**WHAT TO PRODUCE:** Below is some material. Set down exactly the line where "Would you mind finding the horizon" appears and all lines after it, and stop at the last line.

####

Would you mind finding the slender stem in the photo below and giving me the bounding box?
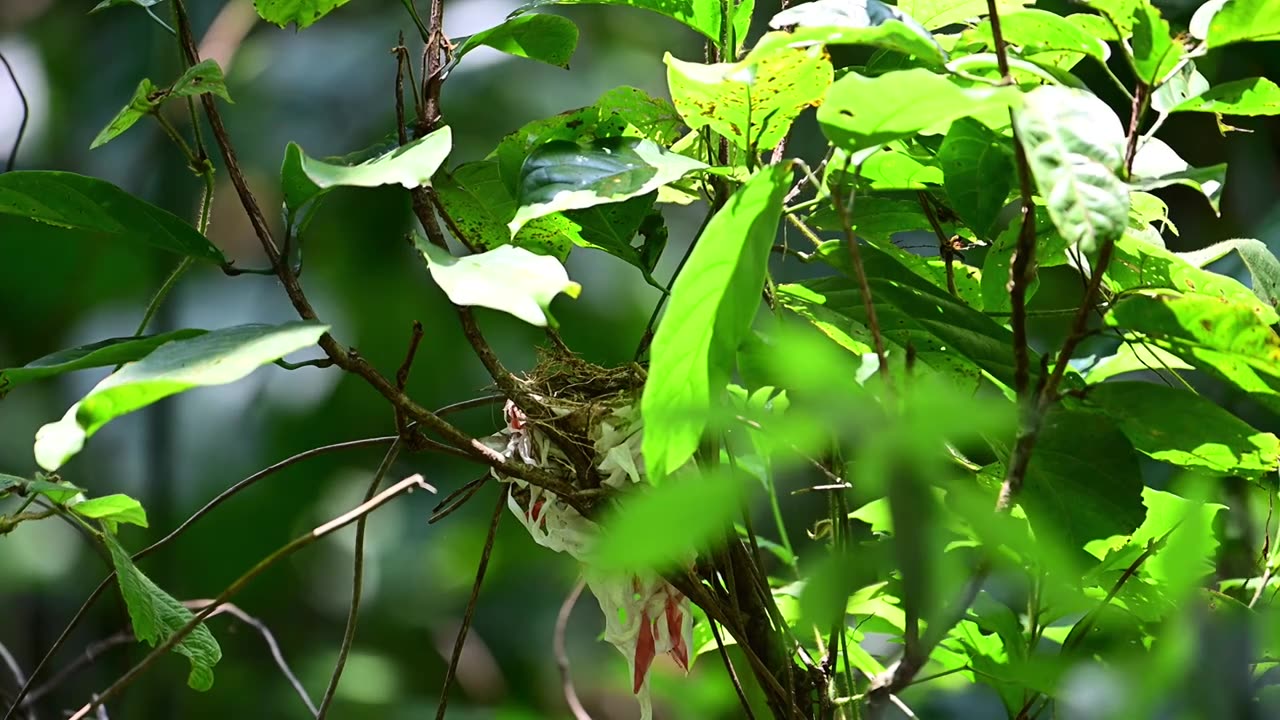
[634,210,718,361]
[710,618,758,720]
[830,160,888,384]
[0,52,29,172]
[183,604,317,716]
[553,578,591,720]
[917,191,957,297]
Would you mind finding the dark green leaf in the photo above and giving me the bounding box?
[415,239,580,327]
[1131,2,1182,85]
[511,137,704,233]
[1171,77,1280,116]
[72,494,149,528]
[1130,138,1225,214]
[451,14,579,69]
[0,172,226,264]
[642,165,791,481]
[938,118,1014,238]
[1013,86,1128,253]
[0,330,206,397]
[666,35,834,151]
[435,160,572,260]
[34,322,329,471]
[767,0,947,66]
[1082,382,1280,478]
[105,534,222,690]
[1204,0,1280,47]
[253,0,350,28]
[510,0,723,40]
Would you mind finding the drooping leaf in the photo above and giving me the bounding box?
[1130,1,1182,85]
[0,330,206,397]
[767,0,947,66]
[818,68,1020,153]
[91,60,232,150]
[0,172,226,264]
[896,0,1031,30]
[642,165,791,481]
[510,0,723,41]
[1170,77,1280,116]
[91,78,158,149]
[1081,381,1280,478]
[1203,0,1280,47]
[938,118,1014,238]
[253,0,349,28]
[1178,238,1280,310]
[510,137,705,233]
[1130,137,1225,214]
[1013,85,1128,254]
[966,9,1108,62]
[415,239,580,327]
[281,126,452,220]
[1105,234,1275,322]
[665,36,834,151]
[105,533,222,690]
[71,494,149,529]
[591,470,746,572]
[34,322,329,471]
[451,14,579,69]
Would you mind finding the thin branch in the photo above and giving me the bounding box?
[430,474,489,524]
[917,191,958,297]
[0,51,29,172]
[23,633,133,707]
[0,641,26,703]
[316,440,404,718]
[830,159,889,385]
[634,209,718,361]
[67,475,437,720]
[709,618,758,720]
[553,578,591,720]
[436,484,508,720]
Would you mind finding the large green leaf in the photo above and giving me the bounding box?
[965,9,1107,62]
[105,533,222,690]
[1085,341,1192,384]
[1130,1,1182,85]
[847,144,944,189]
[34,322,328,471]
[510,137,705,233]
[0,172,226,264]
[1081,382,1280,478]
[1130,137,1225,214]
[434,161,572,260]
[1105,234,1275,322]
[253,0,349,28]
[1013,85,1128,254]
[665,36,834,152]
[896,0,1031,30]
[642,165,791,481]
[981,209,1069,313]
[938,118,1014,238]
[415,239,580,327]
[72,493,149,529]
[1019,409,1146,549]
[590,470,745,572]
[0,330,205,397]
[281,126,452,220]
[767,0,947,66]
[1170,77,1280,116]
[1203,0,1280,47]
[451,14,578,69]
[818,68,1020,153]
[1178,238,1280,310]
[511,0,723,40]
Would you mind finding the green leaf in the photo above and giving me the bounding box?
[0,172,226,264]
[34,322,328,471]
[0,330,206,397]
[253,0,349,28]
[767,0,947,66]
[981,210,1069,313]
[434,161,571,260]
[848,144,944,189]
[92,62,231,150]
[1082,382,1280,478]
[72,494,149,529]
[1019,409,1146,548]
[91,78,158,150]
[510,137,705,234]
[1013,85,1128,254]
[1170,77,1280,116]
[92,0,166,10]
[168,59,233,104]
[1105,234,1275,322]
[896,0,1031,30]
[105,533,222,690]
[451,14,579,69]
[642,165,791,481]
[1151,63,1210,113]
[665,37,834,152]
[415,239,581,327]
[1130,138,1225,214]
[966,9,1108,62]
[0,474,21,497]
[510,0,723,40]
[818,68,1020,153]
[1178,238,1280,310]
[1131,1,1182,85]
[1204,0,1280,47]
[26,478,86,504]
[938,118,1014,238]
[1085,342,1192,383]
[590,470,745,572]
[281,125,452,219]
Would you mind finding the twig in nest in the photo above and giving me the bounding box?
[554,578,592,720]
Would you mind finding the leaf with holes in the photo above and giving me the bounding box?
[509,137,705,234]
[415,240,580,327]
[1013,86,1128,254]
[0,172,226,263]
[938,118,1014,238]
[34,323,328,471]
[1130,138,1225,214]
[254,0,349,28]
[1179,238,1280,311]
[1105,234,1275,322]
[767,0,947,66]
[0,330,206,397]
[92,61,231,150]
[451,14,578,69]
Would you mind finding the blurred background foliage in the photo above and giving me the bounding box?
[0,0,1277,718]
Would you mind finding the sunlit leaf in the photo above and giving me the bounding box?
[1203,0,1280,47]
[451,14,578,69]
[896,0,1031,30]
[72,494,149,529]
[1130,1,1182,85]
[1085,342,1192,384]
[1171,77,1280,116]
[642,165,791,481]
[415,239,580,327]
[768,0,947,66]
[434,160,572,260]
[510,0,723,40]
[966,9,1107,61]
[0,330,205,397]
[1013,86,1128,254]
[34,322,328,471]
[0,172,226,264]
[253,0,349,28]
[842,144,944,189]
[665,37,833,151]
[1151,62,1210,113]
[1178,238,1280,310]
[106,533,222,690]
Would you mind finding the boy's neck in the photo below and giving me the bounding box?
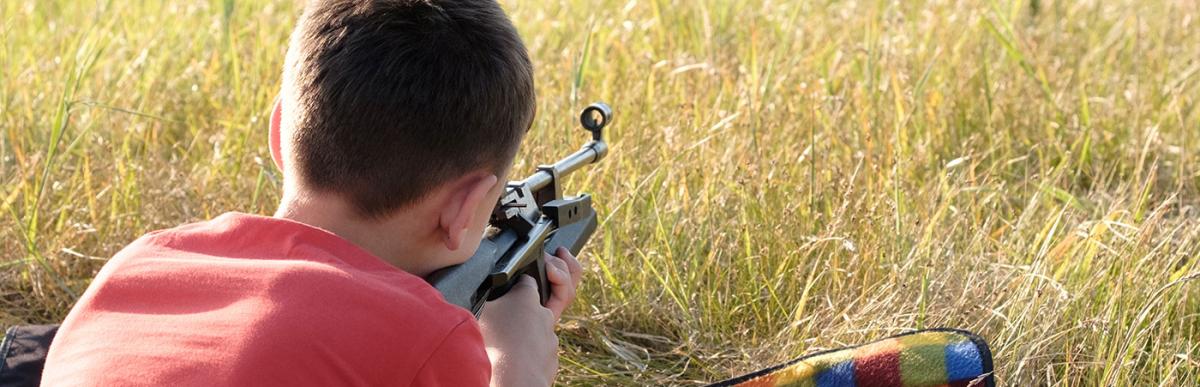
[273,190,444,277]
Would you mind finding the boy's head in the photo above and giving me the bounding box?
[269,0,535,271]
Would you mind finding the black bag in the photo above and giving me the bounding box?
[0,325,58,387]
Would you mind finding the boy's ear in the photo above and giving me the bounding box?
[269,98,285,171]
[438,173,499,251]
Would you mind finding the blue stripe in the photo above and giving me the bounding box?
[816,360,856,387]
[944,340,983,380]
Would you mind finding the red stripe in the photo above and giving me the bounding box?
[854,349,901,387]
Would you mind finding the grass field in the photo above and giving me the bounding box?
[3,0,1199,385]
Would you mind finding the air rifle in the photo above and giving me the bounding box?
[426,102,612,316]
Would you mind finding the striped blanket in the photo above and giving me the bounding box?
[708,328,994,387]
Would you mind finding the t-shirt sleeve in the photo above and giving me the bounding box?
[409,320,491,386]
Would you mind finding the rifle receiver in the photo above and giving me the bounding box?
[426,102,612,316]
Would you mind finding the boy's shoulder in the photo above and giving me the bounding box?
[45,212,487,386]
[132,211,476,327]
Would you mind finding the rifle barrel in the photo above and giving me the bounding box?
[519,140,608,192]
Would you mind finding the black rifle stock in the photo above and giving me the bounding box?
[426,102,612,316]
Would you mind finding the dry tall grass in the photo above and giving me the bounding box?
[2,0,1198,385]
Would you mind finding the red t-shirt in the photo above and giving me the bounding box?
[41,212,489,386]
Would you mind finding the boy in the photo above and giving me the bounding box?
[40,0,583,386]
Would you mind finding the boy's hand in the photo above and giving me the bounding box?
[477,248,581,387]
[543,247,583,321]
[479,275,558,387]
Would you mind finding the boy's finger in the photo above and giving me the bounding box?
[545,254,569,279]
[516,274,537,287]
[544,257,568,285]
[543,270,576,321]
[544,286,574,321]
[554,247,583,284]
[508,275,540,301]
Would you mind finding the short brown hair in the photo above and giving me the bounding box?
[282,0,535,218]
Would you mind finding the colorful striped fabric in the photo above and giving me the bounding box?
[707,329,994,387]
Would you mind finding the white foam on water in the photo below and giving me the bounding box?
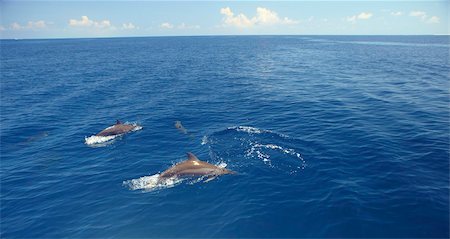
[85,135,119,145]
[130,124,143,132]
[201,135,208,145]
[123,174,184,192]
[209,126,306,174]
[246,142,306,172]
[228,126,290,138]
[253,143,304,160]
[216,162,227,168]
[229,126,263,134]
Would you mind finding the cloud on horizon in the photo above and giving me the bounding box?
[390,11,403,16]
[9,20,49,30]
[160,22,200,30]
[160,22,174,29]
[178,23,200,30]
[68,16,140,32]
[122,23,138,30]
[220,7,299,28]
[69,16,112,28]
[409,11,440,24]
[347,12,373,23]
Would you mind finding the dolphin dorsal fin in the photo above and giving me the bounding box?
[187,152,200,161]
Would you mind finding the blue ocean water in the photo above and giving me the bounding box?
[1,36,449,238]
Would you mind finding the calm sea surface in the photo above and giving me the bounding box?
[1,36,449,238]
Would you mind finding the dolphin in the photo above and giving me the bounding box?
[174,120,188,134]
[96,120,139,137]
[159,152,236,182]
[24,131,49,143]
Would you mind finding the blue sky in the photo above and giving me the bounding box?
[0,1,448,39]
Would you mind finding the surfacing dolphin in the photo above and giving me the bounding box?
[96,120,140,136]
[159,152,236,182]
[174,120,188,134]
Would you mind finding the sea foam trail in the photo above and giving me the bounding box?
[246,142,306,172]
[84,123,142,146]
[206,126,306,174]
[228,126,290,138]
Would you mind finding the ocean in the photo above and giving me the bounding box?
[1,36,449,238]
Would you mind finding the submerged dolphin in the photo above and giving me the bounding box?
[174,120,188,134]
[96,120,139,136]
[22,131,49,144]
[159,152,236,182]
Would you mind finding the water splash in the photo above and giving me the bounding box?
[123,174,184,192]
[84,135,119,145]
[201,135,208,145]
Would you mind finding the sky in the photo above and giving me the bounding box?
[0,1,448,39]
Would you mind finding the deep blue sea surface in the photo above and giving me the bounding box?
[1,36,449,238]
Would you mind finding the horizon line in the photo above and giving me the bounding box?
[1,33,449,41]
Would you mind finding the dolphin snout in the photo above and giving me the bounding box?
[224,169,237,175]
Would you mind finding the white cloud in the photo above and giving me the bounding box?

####

**ANSWER SPACE:**
Would you mind finding the horizon line in the photo above and giving me the bounding box?
[1,33,449,41]
Would you mind finding the dolphin snout in the photo above and giving me the bounding box?
[224,169,237,175]
Would you mind finding the white cloud in the photo above and giving me the bounding box?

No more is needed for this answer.